Output every entry below exactly as it is written.

DATA FOR THIS EXERCISE
++++++++
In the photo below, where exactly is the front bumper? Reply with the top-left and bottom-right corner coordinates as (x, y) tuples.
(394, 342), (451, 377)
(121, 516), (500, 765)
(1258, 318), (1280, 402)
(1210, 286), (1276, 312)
++++++++
RESPONSE AREA
In the photo below, where exactly is the front bumper? Reply with the top-left and bottom-right corner coordinates as (x, y) tuples.
(394, 342), (451, 377)
(121, 516), (500, 765)
(1258, 318), (1280, 402)
(1210, 286), (1276, 312)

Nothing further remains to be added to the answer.